### AIM OF THE EXERCISE
Please reproduce every line of the listing below verbatim, leaving out any pictures.

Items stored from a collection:
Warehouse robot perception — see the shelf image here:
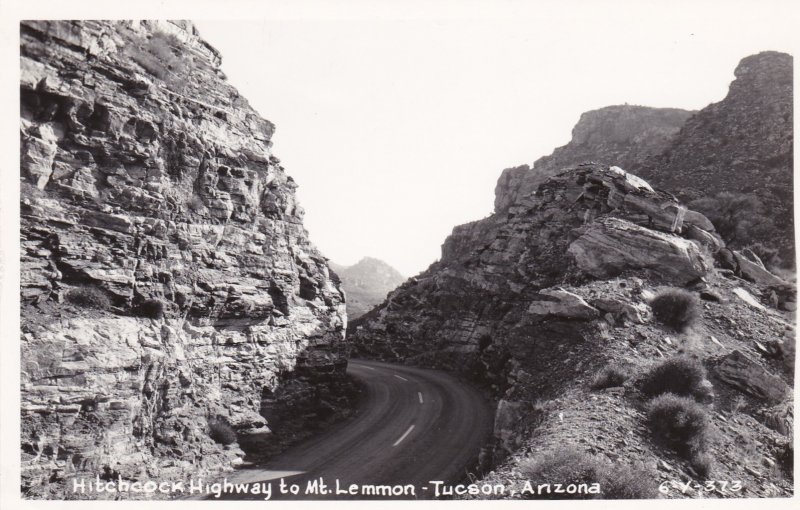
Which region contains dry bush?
[600,463,659,499]
[650,289,702,331]
[647,393,709,459]
[641,356,706,397]
[66,285,111,310]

### SOLUTION
Warehouse robot perception — see the shelf image here:
Which region contains dry bush?
[600,463,659,499]
[650,289,702,331]
[647,393,709,459]
[641,356,706,397]
[66,285,111,310]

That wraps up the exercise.